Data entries
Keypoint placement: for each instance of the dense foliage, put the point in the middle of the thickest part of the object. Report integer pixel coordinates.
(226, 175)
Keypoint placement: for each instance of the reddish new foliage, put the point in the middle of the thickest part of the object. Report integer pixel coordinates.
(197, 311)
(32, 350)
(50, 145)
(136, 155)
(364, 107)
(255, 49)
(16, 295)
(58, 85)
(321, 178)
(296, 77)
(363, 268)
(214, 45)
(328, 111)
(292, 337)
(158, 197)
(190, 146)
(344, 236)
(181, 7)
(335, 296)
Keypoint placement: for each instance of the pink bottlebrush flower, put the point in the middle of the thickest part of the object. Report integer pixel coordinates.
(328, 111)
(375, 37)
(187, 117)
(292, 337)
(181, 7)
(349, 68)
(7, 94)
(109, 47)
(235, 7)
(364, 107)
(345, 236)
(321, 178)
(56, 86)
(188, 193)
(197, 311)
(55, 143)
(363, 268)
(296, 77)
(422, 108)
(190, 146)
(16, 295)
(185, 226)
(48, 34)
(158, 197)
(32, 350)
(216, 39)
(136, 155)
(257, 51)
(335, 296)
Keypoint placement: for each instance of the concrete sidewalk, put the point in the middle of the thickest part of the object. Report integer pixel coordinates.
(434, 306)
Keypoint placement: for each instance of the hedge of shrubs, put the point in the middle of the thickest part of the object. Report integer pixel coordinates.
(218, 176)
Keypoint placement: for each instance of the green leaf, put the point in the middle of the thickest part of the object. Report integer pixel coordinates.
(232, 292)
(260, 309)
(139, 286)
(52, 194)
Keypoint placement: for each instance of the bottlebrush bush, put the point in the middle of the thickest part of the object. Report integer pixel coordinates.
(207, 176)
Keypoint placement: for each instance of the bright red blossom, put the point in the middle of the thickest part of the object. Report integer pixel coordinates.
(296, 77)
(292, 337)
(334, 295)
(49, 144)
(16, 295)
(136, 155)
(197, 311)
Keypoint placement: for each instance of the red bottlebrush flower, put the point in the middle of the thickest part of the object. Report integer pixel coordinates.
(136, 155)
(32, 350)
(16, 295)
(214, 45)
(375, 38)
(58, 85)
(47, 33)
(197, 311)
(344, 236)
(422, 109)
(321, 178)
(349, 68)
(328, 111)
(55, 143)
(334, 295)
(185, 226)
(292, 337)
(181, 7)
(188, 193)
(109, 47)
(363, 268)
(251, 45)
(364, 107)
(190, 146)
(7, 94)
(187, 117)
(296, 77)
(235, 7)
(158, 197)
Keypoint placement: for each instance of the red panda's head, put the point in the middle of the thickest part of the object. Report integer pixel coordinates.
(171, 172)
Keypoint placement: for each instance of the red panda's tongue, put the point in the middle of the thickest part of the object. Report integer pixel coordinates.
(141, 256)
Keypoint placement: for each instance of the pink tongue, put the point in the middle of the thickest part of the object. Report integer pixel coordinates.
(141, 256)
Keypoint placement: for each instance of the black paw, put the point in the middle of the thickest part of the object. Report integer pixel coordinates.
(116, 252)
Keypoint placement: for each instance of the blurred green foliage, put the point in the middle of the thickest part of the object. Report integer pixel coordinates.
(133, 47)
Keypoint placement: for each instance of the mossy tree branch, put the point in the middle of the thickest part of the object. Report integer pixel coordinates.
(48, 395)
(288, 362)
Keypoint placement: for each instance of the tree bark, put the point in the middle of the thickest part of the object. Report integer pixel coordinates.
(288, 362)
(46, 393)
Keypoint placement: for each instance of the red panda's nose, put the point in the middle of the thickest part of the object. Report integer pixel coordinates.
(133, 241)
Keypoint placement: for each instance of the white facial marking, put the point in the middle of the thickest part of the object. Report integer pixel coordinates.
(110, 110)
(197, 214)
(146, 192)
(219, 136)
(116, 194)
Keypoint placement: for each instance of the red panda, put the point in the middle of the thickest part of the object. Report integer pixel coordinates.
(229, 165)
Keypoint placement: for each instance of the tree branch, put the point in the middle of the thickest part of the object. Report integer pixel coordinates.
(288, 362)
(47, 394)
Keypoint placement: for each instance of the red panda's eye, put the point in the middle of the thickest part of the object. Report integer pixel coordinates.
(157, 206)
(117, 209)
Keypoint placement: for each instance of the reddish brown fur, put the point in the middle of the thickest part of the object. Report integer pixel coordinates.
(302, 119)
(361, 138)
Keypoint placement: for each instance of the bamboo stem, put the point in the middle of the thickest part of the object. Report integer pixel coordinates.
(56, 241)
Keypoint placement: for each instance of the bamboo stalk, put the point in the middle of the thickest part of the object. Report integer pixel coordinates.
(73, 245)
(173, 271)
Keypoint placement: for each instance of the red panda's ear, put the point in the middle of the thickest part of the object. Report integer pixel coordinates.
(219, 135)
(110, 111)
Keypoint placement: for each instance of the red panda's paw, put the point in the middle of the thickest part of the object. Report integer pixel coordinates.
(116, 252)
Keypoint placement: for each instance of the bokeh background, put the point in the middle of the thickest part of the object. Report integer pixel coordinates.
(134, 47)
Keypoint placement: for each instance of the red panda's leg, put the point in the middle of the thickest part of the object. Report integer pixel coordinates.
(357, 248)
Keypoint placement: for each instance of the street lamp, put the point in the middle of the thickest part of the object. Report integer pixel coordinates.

> Task description
Update the rows above by replacing "thickest part" with "widest part" and leaving all other text unchanged.

> Response to this exercise
Keypoint placement: for each instance of the dense foliage, put the point in the middle of the widest part of the object. Report integer pixel coordinates.
(226, 175)
Keypoint placement: for each instance of the reddish new foliage, put the point in the middle of the widest part of the object. Report integer pixel coordinates.
(197, 311)
(32, 350)
(50, 145)
(136, 155)
(364, 107)
(255, 49)
(16, 295)
(58, 85)
(321, 178)
(296, 77)
(363, 268)
(214, 45)
(328, 111)
(292, 337)
(158, 197)
(190, 146)
(344, 236)
(181, 7)
(335, 296)
Keypoint placement: for each instance of the pink bottlebrush flower, put the point in the middle of the widest part of the object. Report integer pixel coordinates.
(328, 111)
(375, 37)
(187, 117)
(292, 337)
(181, 7)
(349, 68)
(7, 94)
(109, 47)
(235, 7)
(364, 107)
(345, 236)
(321, 178)
(56, 86)
(188, 193)
(197, 311)
(55, 143)
(363, 268)
(296, 77)
(422, 108)
(190, 146)
(16, 295)
(185, 226)
(48, 34)
(158, 197)
(32, 350)
(216, 39)
(136, 155)
(257, 51)
(335, 296)
Keypoint placement: for each instance of the concrete sidewalk, put the point in the middle of the widest part of the object. Report integer pixel coordinates.
(434, 306)
Keypoint placement: for each instance of the hedge of shrubs, put the point in the middle of the widest part of the object. Report integer pixel coordinates.
(218, 176)
Keypoint placement: for each instance of the green leaf, put the point in the middle of the widest part of the object. Report integer pixel coordinates.
(232, 292)
(260, 309)
(139, 286)
(52, 194)
Keypoint placement: for each instance of the bottlebrush bush, put the point in the middle of the widest part of the object. Report integer pixel coordinates.
(207, 176)
Keypoint placement: for each instance of the bright red blossom, put the point in the middle of the widest part of the object. Report integer pixel coordinates.
(296, 77)
(292, 337)
(334, 295)
(49, 144)
(16, 295)
(136, 155)
(197, 311)
Keypoint placement: for each instance of the red bottlebrush flower, put the point in the middle of the widest part of the object. Report integer pixel coordinates.
(136, 155)
(32, 350)
(16, 295)
(214, 45)
(375, 38)
(58, 85)
(47, 33)
(197, 311)
(344, 236)
(422, 109)
(321, 178)
(349, 68)
(328, 111)
(55, 143)
(334, 295)
(185, 226)
(292, 337)
(181, 7)
(188, 193)
(109, 47)
(363, 268)
(251, 45)
(364, 107)
(190, 146)
(7, 94)
(187, 117)
(296, 77)
(235, 7)
(158, 197)
Keypoint placement: for each instance of the red panda's head, put the point in the middle of the widest part of the object. Report integer pixel coordinates.
(171, 172)
Keypoint placement: for each instance of the red panda's tongue, put the point in the middle of the widest part of the object. Report integer pixel coordinates.
(141, 256)
Keypoint placement: for each instance of the pink tongue, put the point in the middle of the widest part of the object. Report integer pixel coordinates.
(141, 256)
Keypoint placement: for each instance of the black paw, put the point in the middle of the widest part of the object. Report integer pixel coordinates.
(116, 252)
Keypoint placement: for each instance of the blurred green foliage, put the point in the middle of the widest part of the object. Report integer pixel coordinates.
(133, 47)
Keypoint placement: for each instance of the mossy tree branch, put the point in the middle of the widest part of the object. Report integer pixel coordinates.
(48, 395)
(288, 362)
Keypoint placement: for each instance of the tree bark, put the point in the middle of the widest part of the object. Report integer pixel coordinates.
(288, 362)
(46, 393)
Keypoint placement: for each instance of the red panda's nose, put the point in the middle of the widest part of the object. Report integer pixel coordinates.
(133, 241)
Keypoint placement: for each instance of the white facial marking, put the point in the middle of the widest part of the object. Report integer pixel coordinates.
(110, 110)
(197, 214)
(146, 192)
(219, 136)
(116, 194)
Keypoint placement: for each instance of the red panda, put the point in the middle of the widest part of the object. Report integer pixel coordinates.
(229, 165)
Keypoint placement: for each instance of the tree branch, put the point in the middle of the widest part of the object. Report integer pixel coordinates.
(288, 362)
(47, 394)
Keypoint placement: for each instance of the red panda's eye, put the point in the middle of the widest part of the object. Report integer pixel coordinates.
(157, 206)
(117, 209)
Keypoint placement: for each instance of the reddish brown fur, put the point in the middle of the widest part of the object. Report integer pixel coordinates.
(302, 119)
(361, 138)
Keypoint placement: for each instance of the bamboo stem, put the point in the middle of the widest part of the object. Report integer pixel coordinates.
(56, 241)
Keypoint placement: for each instance of the bamboo stalk, put the point in the middle of the widest part of the object. Report integer pixel coordinates.
(73, 245)
(173, 271)
Keypoint placement: for each instance of the red panda's ear, put the point in the middle of the widest part of the object. Report integer pixel coordinates.
(219, 135)
(110, 111)
Keypoint placement: for each instance of the red panda's paw, put the point in the middle of the widest part of the object. Report integer pixel coordinates.
(116, 252)
Keypoint placement: for each instance of the bokeh background, put the point in the middle of the widest part of the object. Report integer pixel coordinates.
(134, 47)
Keypoint placement: for each instance of the red panda's leg, put the point in the middle of the widest part of the object. Report integer pixel coordinates.
(357, 248)
Keypoint placement: for each instance of the street lamp, put the point in the middle of the widest part of the object. Report integer pixel coordinates.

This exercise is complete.